# Can I run DC on my NCE power Cab.



## concretepumper

So I'm still not so impressed with the NCE "Power" cab! (Not so "powerful" without an upgrade) anyways can I run my DC locos on this thing? I was able to run a DC on channel 0 while running a DCC at the same time on my Atlasmaster Commander. The main controller will run one and the remote throttle controls the other. Is this possible with the NCE? 
Thanks for the help train friends!


----------



## TONOFFUN80

not sure if posible . i know my mrc prodigy advance can't


----------



## tankist

no DC, imho this is a good thing - saves your motors. this functionality shouldn't have existed in the first place

and what do you mean not so "powerful"? are you suddenly trying to run more then 4 locos?


----------



## concretepumper

tankist said:


> no DC, imho this is a good thing - saves your motors. this functionality shouldn't have existed in the first place
> 
> and what do you mean not so "powerful"? are you suddenly trying to run more then 4 locos?


Thanks for the replies. 

As far as power I mean the top speed. I have bitched about this before here. The top speed is only a little more than 1/2 I had running the old Atlasmaster DCC. 
If I can figure out how to program my loco back to the Atlas I want to sell the NCE. Very little use. Box and all paperwork. Make an offer if interested.


----------



## TONOFFUN80

what about upping the top voltage in the settings


----------



## concretepumper

TONOFFUN80 said:


> what about upping the top voltage in the settings


Everything is turned up. I guess its 2amps versus 3amps on my old Atlas system. I would have never guessed a newer (better) DCC would be slower. Maybe its just my limited DCC experience. Either way I am done playing with it. Its for sale on the sale board.


----------

_ _ _ _ _

Stated problem A:
Could you transcribe the thread about the NCE Power Cab, everything from "# Can I run" down to "help train friends!"?
Stated problem B:
Which lines of the records contain the word "each"? Extract every one of them.
The forum thread and the records are unrelated material.

Data pulled from a collection:

_ _ _ _ _

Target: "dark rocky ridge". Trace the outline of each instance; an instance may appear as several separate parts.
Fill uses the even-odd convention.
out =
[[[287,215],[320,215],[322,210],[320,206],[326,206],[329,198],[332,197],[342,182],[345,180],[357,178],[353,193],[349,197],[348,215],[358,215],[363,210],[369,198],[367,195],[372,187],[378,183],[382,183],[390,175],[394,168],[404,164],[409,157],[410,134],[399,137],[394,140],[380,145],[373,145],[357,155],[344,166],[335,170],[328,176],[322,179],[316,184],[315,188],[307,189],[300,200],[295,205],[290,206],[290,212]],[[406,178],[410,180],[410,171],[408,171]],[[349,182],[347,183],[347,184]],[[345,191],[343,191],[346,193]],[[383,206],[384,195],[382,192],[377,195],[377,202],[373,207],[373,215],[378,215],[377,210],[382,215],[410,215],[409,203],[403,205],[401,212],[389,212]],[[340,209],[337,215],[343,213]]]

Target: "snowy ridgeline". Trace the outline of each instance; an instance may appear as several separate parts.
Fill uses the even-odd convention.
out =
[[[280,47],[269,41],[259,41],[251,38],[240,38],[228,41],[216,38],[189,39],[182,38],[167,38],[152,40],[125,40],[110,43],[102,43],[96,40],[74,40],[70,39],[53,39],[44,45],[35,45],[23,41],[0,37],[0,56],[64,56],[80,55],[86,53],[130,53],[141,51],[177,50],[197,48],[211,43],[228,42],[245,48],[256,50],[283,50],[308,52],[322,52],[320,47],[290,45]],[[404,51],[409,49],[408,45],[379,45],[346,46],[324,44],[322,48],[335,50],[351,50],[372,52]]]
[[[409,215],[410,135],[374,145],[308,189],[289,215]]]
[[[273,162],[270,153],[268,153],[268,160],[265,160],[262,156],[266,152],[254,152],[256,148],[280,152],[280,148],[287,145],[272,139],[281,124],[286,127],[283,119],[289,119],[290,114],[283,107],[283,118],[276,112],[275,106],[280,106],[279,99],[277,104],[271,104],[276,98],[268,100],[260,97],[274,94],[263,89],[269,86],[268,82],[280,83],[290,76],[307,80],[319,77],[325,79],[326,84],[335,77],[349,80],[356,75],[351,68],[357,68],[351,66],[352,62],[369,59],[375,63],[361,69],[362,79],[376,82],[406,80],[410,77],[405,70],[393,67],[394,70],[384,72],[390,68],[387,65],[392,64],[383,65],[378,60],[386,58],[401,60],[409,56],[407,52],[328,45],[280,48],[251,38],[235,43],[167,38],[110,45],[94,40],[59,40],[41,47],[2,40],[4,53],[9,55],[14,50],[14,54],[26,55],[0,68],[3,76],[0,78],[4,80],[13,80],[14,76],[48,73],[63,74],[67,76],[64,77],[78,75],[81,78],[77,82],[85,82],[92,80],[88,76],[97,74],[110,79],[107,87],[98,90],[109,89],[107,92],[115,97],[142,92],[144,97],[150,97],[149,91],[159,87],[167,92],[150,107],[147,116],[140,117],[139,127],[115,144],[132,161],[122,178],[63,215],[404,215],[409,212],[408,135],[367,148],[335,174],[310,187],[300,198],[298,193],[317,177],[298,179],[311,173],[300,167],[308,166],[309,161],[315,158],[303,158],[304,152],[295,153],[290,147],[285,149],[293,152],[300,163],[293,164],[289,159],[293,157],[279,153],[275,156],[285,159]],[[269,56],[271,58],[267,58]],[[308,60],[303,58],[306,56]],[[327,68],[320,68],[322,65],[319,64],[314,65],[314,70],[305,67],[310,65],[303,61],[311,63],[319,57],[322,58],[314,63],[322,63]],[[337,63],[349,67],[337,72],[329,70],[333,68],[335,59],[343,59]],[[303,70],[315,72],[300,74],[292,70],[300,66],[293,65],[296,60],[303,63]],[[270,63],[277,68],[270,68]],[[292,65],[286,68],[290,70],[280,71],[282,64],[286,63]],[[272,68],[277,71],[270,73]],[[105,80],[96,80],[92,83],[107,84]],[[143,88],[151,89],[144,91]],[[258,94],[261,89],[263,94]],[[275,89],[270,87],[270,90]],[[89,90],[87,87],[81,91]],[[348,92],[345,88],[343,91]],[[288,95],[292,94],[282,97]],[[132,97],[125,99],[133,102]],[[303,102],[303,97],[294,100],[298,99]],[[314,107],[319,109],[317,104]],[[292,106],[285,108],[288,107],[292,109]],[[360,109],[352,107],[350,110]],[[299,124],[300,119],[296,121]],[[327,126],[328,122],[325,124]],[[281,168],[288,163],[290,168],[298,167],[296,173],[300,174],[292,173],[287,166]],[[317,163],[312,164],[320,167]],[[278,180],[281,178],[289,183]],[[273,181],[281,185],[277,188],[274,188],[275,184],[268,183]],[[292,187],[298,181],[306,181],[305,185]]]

_ _ _ _ _

Written answer A:
# Can I run DC on my NCE power Cab.



## concretepumper

So I'm still not so impressed with the NCE "Power" cab! (Not so "powerful" without an upgrade) anyways can I run my DC locos on this thing? I was able to run a DC on channel 0 while running a DCC at the same time on my Atlasmaster Commander. The main controller will run one and the remote throttle controls the other. Is this possible with the NCE? 
Thanks for the help train friends!

Written answer B:
Target: "dark rocky ridge". Trace the outline of each instance; an instance may appear as several separate parts.
Target: "snowy ridgeline". Trace the outline of each instance; an instance may appear as several separate parts.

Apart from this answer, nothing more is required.